1The huntsman spider that has taken the Internet by storm
The huntsman spider above just looks terrifying, but she is, according to her handlers, a sweetheart.
Charlotte was rescued by Barnyard Betty's Rescue in Queensland in 2015 and is currently blowing the collective minds of people on the Internet.
The group said Charlotte "was a beautiful, calm spider, not aggressive in any way and like most spiders she just wanted to go about her business eating bugs and living in peace. She didn't or doesn't need to be killed! Poor spiders are so misunderstood!"
Charlotte has already been released back into the wild.
2The bird that has been known to attack humans
The cassowary is a giant of the bird world. They can grow to over six and a half feet tall, weigh over 100 pounds, gallop around at speeds of over thirty miles per hour, and have middle toes that feature dagger-like claws that can grow up to five inches long.
Cassowaries can be territorial, defensive of their young or be expecting food if people have been doing the wrong thing by feeding them. Many people having been chased, charged, kicked, pushed, pecked, jumped on, and head-butted. They are quite capable of killing dogs by gutting them with their sharp claws and have even been rumored to have killed small horses.
3The bats that took over a small Australian town
More than 100,000 bats have descended on Batemans Bay, New South Wales with politicians declaring a state of emergency in spring 2016, as the town residents were hit with a wave of dirt and destruction caused by the animals.

Information given →
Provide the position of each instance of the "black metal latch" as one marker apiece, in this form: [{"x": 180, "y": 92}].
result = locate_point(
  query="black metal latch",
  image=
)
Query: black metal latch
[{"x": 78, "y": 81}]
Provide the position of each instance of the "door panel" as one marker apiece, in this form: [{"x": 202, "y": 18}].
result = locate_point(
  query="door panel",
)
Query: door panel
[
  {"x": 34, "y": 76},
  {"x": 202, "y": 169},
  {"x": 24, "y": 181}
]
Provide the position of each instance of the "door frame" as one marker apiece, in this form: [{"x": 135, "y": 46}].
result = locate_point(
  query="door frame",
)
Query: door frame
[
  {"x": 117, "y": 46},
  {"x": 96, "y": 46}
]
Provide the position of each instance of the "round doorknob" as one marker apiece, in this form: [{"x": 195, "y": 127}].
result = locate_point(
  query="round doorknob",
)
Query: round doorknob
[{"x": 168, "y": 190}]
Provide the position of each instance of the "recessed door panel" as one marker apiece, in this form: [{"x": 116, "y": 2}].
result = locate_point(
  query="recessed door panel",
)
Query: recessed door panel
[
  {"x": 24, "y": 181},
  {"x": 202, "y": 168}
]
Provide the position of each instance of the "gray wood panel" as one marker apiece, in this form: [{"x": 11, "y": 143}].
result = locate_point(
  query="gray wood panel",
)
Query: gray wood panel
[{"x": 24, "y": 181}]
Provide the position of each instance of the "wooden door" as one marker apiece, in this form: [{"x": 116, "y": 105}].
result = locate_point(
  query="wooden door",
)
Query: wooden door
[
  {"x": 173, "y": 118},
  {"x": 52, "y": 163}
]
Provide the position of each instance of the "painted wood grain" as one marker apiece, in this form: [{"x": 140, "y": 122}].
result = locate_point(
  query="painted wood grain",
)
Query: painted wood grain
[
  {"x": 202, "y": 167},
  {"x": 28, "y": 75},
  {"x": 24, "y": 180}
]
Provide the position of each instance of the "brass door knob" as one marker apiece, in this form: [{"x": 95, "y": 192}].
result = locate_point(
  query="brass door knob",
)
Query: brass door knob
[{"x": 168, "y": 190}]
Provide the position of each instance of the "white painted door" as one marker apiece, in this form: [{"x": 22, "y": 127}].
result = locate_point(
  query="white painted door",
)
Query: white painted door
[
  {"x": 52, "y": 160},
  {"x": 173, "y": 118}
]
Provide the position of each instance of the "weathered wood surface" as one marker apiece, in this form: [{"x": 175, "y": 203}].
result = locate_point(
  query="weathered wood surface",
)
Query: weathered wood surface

Brief 1 → In the animal article, rewrite the paragraph beginning "The cassowary is a giant of the bird world" as a short list that keeps its main facts.
Brief 2 → Using the animal article, decide whether each statement is true, and answer yes or no, quoting the exact words that decide it: (a) Charlotte was rescued in Queensland in 2015. (b) Charlotte is still being kept by her handlers. (c) Fewer than 50,000 bats descended on Batemans Bay.
Brief 3 → Carry on the animal article from the point where it stops.

Final answer 1 →
The cassowary, a giant of the bird world:
- can grow to over six and a half feet tall
- can weigh over 100 pounds
- can gallop at over thirty miles per hour
- has dagger-like claws on its middle toes that can grow up to five inches long

Final answer 2 →
(a) Yes: "Charlotte was rescued by Barnyard Betty's Rescue in Queensland in 2015"
(b) No: "Charlotte has already been released back into the wild."
(c) No: "More than 100,000 bats have descended on Batemans Bay, New South Wales"

Final answer 3 →
The noisy bats, commonly known as flying foxes, have created power outages, kept tourists away and hit property prices in the south coast town. The government has approved $2.5 million to solving the problem by disbursement, but the bats are an otherwise protected species and cannot be culled.
4The couple that was attacked by a snake AND box jellyfish while vacationing in Australia
A woman vacationing in northern Australia was bitten by a snake just hours after her husband was stung by a poisonous box jellyfish during an outback family camping trip.
Box jellyfish, potentially deadly creatures, are common in the area. A park ranger saw the man and he reportedly recovered after being treated with vinegar. His wife was walking near the family's campsite when a small yellow snake bit her. She was treated at a nearby hospital.
5The frilled-neck lizard that chased a helpful teen
Australian teen Ricky Mackenzie wanted to help a frilled-neck lizard when he saw it stuck by the side of a dirt road but he got more than he bargained for.
The budding wildlife photographer tried to move the lizard to safety, but the angry reptile chased Ricky before climbing his leg. The hostile creature opened its jaw and lunged towards the young hiker with its frills outstretched. Luckily for Ricky, frillys are non-lethal to humans and relatively harmless.
6The kangaroo that tried to fight its own reflection
Video footage uploaded in 2016 shows the terrifying moment a kangaroo started tapping on a homeowner's window. The ripped kangaroo with its massive claws became even more unnerving when it began throwing itself violently against the glass in an attempt to fight its reflection.
7The woman who shooed away a crocodile with her flip flops
Brave, stupid or a little of both? An Australian woman forced a prowling saltwater crocodile to retreat by shaking her flip-flops and shouting at it.
In the video below, the woman stands with her dog at Cahill's Crossing — a popular feeding ground in an Australian national park where more than 120 crocodiles can be found. In response to the video, local rangers in the Northern Territory are now calling for stricter safety measures.
8The snakes that fight each other in a springtime mating ritual
It's springtime in Australia, and love is in the air.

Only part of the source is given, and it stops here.